▶ _Work required_
Gather every line of the material below that contains the string "grassy", and copy each such line in full. Treat the match as case-sensitive.

:: Task data

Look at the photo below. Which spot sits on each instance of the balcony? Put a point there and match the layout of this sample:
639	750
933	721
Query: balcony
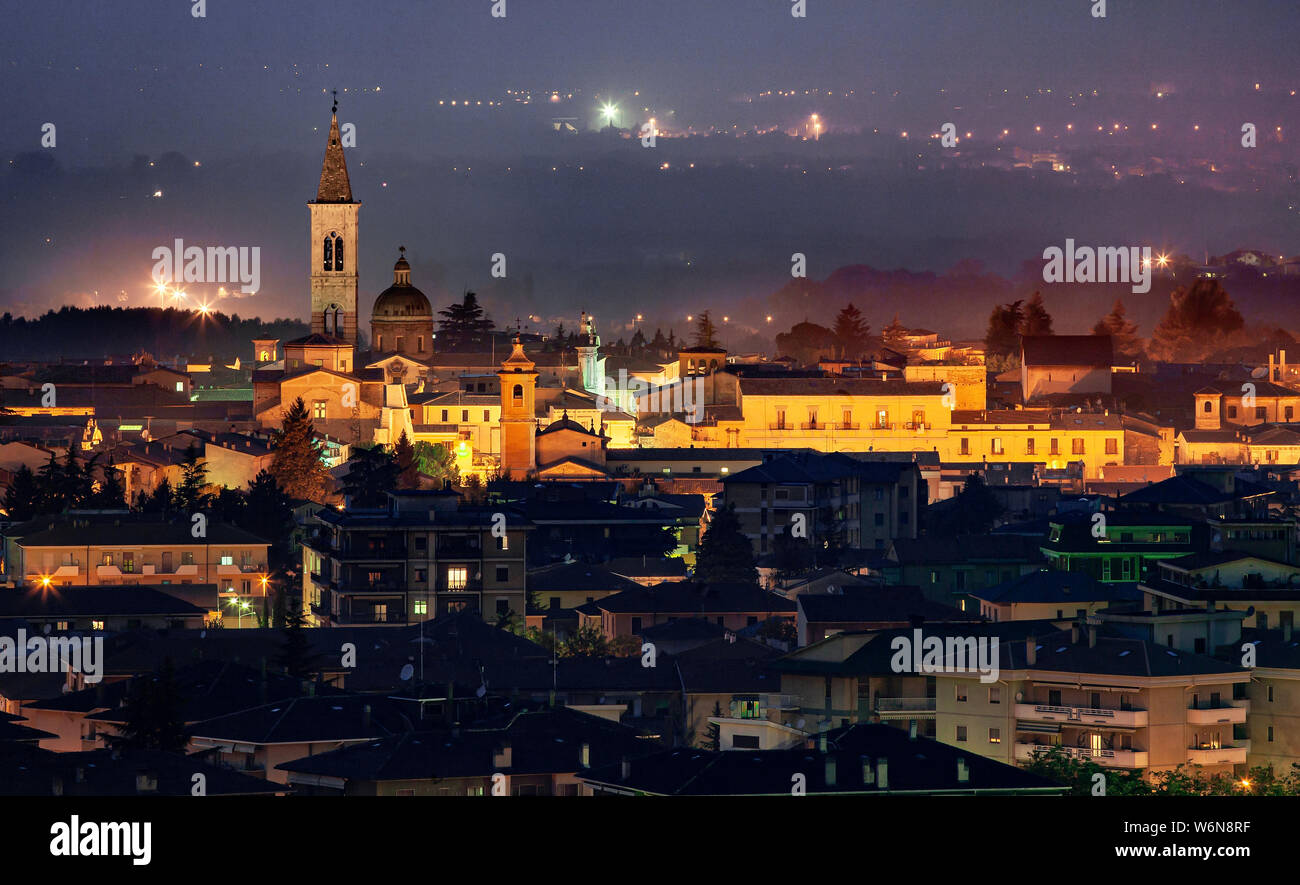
1230	754
1105	758
779	701
1221	715
445	585
1103	716
905	707
449	549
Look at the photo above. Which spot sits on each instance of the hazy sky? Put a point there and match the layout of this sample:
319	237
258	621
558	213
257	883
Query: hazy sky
242	91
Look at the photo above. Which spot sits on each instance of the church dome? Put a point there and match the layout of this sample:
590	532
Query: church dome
402	300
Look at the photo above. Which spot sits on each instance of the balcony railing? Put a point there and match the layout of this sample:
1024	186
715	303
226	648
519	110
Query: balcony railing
902	706
1082	715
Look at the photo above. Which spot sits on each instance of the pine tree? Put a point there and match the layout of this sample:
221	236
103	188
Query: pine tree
1122	333
295	653
269	515
706	334
408	468
112	490
154	719
726	555
373	473
1036	320
297	459
893	334
22	498
191	495
850	332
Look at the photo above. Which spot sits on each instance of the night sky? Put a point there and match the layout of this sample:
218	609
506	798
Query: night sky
243	94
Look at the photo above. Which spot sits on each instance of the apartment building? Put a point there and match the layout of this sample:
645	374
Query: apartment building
1103	695
835	498
128	549
421	556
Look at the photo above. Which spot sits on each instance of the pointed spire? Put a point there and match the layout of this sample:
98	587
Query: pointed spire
334	185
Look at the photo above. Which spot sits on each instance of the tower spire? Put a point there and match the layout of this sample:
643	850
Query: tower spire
334	186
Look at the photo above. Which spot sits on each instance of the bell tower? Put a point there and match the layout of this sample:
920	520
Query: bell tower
333	244
518	416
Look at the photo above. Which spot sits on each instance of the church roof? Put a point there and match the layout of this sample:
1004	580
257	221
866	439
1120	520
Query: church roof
402	300
334	186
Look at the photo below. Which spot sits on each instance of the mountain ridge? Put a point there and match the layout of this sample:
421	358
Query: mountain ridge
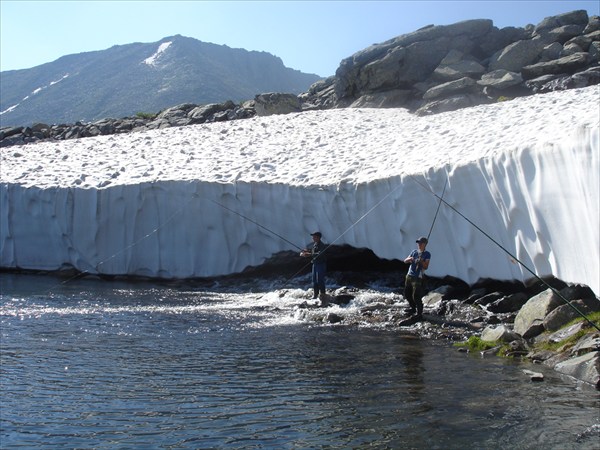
116	82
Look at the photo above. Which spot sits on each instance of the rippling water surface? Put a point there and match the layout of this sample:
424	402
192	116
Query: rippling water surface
97	364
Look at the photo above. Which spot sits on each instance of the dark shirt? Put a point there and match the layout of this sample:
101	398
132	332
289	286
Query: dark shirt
318	252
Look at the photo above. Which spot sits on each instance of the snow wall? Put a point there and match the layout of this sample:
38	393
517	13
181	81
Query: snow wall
540	203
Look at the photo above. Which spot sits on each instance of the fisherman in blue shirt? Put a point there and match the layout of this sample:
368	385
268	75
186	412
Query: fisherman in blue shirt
413	286
316	253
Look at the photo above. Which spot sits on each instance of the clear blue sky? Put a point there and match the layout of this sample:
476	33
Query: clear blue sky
311	36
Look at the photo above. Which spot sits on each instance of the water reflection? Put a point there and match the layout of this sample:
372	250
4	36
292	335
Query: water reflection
100	365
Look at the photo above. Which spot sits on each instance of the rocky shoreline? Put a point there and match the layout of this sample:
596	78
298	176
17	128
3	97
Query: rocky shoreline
544	321
550	323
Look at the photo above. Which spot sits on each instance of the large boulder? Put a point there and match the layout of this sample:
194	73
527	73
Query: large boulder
565	313
566	64
585	368
518	54
529	321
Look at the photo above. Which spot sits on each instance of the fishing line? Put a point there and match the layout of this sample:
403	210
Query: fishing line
507	252
256	223
438	209
345	231
133	244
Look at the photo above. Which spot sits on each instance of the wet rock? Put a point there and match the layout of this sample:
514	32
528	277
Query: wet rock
510	303
530	318
534	376
500	333
590	343
585	368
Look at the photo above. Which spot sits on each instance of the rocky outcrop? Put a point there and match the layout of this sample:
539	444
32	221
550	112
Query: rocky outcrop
429	71
443	68
177	116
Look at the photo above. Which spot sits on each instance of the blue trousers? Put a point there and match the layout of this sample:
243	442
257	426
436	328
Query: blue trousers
319	277
413	293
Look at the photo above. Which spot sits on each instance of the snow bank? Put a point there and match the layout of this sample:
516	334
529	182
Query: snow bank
526	171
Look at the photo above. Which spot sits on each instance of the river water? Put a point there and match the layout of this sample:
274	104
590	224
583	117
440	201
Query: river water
113	364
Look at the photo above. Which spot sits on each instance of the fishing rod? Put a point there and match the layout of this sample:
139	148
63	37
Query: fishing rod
545	283
345	231
256	223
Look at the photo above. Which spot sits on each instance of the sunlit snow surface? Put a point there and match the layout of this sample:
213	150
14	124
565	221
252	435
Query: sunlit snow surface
526	171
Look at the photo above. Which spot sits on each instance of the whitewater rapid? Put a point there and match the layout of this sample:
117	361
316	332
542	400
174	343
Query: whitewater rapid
169	203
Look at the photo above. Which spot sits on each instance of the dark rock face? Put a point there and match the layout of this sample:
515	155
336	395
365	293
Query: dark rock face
444	68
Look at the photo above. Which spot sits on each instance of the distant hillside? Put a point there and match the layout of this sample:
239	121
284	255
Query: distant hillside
141	77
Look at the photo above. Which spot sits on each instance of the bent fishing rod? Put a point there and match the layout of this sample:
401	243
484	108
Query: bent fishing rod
545	283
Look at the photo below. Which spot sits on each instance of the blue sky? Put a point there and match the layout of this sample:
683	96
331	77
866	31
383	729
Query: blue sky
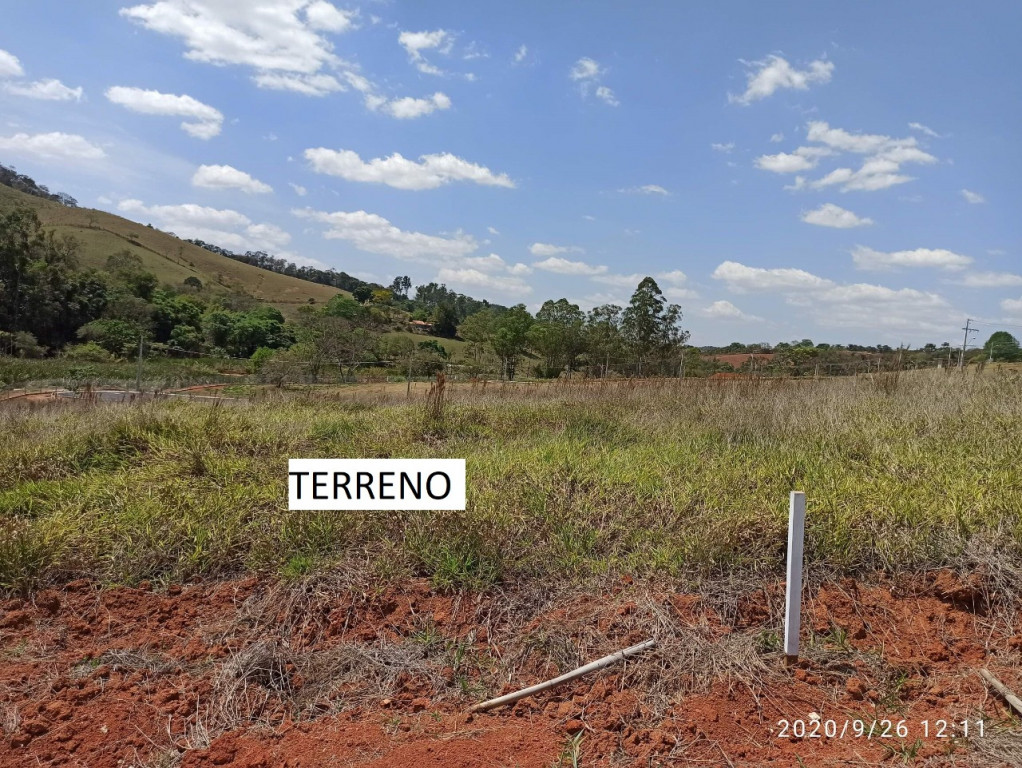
844	173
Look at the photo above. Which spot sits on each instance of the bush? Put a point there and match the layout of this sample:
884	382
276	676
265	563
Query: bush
88	353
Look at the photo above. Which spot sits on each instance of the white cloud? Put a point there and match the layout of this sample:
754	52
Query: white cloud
770	75
227	228
48	90
309	85
430	172
645	189
830	215
585	69
587	73
879	171
675	277
924	129
567	267
741	278
861	306
408	107
802	159
226	177
375	234
9	65
53	146
282	41
621	281
867	258
990	280
323	15
545	249
266	35
727	311
472	52
205	123
606	95
416	42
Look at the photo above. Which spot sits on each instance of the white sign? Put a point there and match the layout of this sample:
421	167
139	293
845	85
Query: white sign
376	484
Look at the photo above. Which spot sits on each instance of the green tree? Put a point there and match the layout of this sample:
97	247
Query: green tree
510	337
603	335
1003	347
477	329
117	336
558	335
445	320
650	325
363	294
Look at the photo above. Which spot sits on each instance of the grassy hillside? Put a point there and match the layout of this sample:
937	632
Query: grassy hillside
453	346
170	259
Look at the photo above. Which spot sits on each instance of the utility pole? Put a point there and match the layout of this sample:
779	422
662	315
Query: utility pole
965	342
138	373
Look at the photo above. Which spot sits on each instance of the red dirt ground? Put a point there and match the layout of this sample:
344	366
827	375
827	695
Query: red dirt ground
906	650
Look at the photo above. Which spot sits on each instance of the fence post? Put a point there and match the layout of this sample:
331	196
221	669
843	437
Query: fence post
793	591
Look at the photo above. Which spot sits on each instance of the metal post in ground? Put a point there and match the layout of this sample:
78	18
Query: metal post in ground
793	591
138	373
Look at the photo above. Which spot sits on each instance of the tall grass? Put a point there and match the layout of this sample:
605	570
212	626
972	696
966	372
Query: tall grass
687	479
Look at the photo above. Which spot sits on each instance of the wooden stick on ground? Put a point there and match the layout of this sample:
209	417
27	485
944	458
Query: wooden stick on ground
591	667
1003	689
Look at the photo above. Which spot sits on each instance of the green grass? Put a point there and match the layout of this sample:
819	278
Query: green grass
453	346
684	480
170	259
157	373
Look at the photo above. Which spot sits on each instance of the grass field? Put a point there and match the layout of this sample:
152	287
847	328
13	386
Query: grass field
685	480
170	259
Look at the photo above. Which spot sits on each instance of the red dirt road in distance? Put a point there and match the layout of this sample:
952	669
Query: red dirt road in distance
134	677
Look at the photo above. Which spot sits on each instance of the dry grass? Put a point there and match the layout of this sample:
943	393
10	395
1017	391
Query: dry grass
567	480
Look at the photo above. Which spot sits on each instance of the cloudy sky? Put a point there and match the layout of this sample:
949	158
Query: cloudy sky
844	173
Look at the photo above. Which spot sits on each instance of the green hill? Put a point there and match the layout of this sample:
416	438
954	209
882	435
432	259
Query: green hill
171	259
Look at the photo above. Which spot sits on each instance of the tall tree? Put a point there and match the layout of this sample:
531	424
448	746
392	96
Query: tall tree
650	325
510	337
1004	347
603	332
557	335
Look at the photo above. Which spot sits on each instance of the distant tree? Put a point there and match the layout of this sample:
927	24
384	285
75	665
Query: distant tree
117	336
477	330
1003	347
650	324
558	335
603	335
431	345
401	286
363	294
445	320
510	337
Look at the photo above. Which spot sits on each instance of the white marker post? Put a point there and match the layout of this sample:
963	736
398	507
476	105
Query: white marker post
793	592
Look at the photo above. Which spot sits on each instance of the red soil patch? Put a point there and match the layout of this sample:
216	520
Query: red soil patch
124	677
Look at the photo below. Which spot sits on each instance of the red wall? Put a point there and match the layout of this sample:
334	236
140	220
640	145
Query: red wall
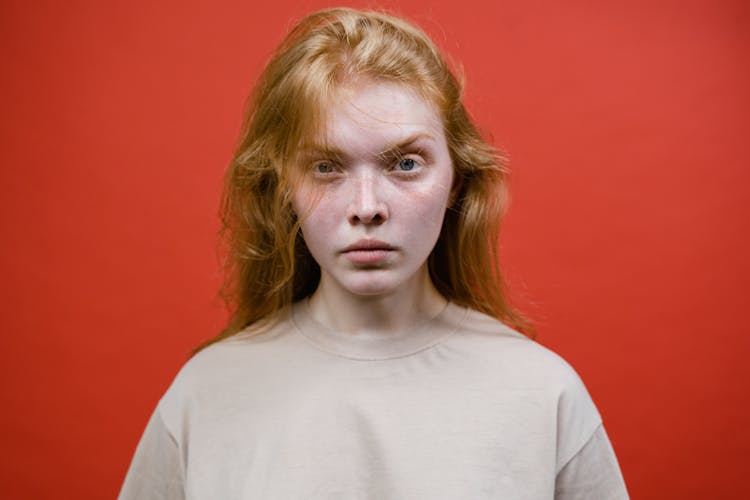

::::

▶ _Response to this exercise_
Look at the photo above. Which spot sits on each instance of the grassy hillside? Put a point there and match the layout of this sample:
Query: grassy hillside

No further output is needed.